• [What is expected]: Apart from the images, repeat the data below exactly as written.

• [Data excerpts]:

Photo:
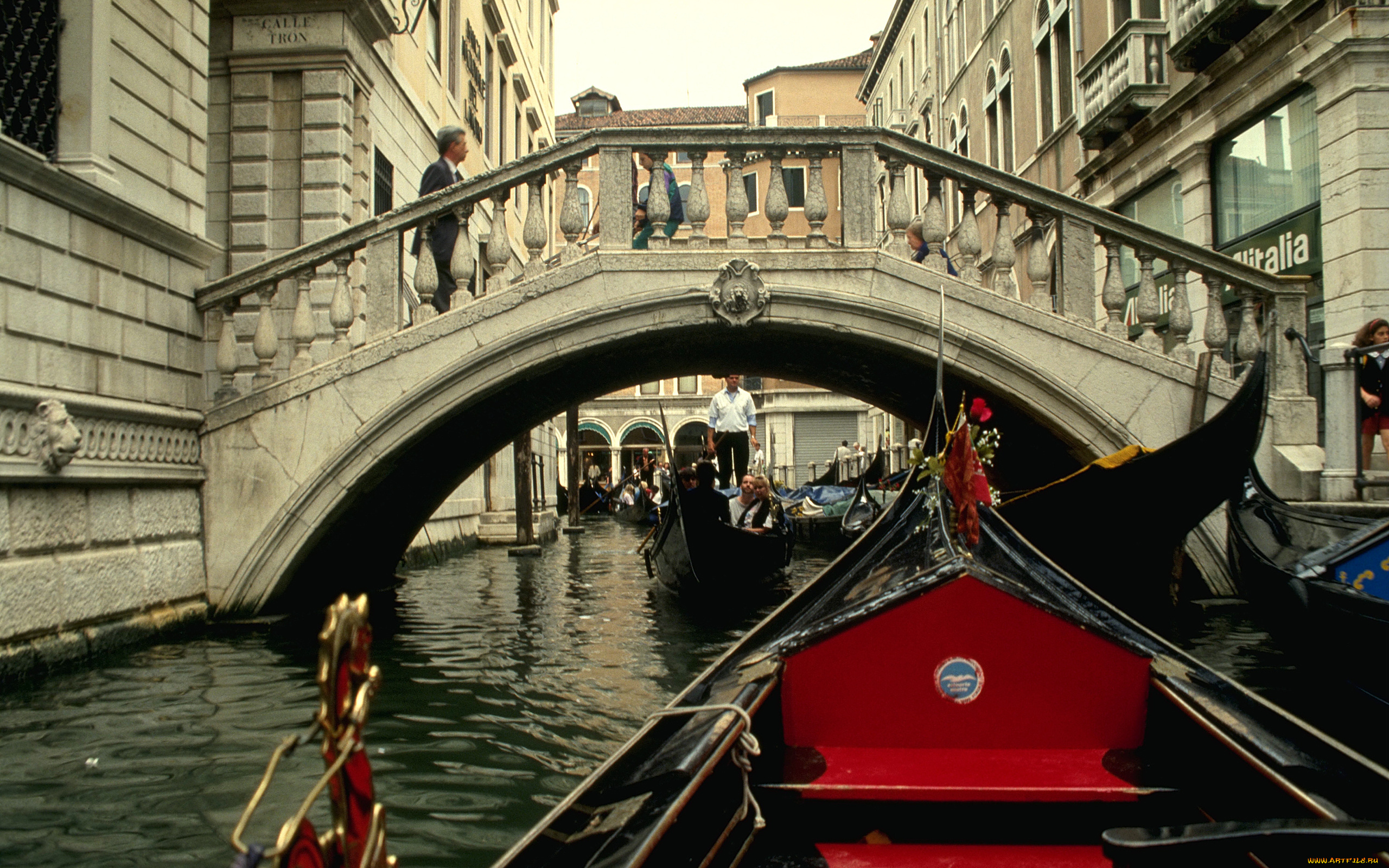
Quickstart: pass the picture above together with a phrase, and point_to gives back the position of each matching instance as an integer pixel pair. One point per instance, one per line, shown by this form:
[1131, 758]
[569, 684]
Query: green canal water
[506, 681]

• [Response area]:
Photo:
Quickstart: pass the picture above together with a phrase, and point_to gives back the position of each matching instance as an integer pixel pair. One point per instance, one per line, shown by this form:
[1131, 758]
[569, 684]
Query: green canal water
[506, 681]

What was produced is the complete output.